*EXERCISE REQUIREMENTS*.
In the allroad forum thread, by how much did G60 Carat lower the front and raise the rear with VAG COM?
===== SELECTION
# If i didn't buy my allroad....



## pendulum (Apr 29, 2001)

http://www.cars.com/go/search/...=true
oy. i want!







http://****************.com/smile/emthup.gif 
and look at that price!


----------



## dotkarmasutra (Mar 28, 2006)

*Re: If i didn't buy my allroad.... (BabyFoodYellowGTI)*

If i didn't buy my allroad, my mk2 would be running 10's on staggered bbs'


----------



## G60 Carat (May 14, 2004)

*Re: If i didn't buy my allroad.... (dotkarmasutra)*

Ohh don't you dare show me an S6 Avant for the same price I paid for my Allroad...









Oh well, I've already been thinking about replacing my daily driver MKII, with a 2.7T 6spd A6 sedan. I like the Allroad that much!
Especially since when I fixed my airspring, I hooked up the old VAG COM at the same time and put the front down 6mm and the rear up 7mm. Looks actually level now, maybe a tad up in the back. Before it looked saggy in the back. At the same time I switched on the Auto-lock and window/sunroof control via remote. Damn I really love this car!


----------



## pendulum (Apr 29, 2001)

*Re: If i didn't buy my allroad.... (G60 Carat)*

glad to hear!







http://****************.com/smile/emthup.gif


----------



## FRAG (Oct 5, 2007)

If I didn't buy my allroad I would still be driving my B4 Passat VR6. Sure the driver door switch broke so the lights never came on when I opened it. the passenger side doors needed constant attention or else the handles wouldn't work. Oh, can't forget the ripped leather seats (bought it used) and the blown suspension that made railroad tracks awesome (I cross at least two on my way to work)
In short, repairs cost more than the car. So at least now I have a car that I'll soon need to replace the air shocks and probably the turbos. It already takes forever to go up if it's sitting still.
==========
===== DATASET EXTRACT
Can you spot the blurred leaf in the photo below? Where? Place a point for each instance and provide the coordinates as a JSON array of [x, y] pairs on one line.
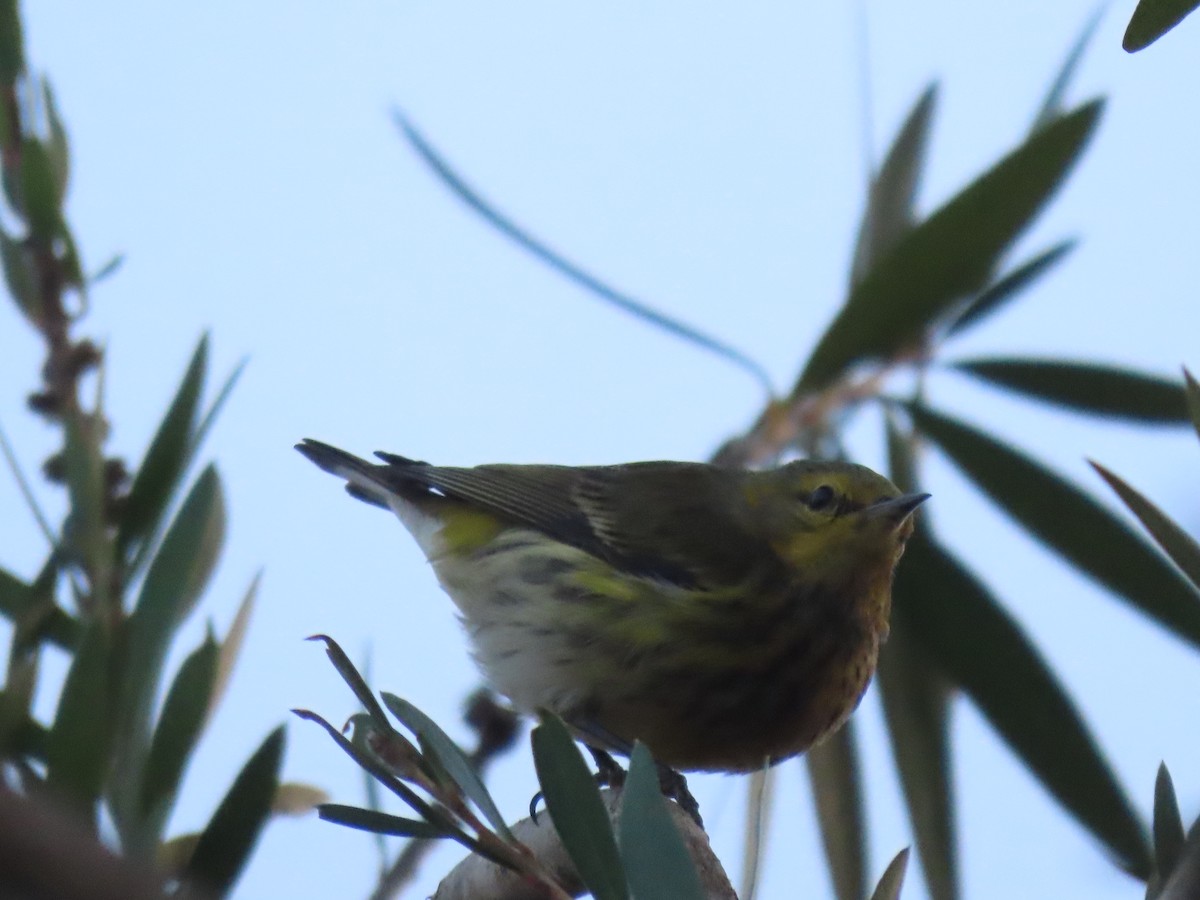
==========
*TASK ANSWER*.
The front went down 6mm and the rear went up 7mm.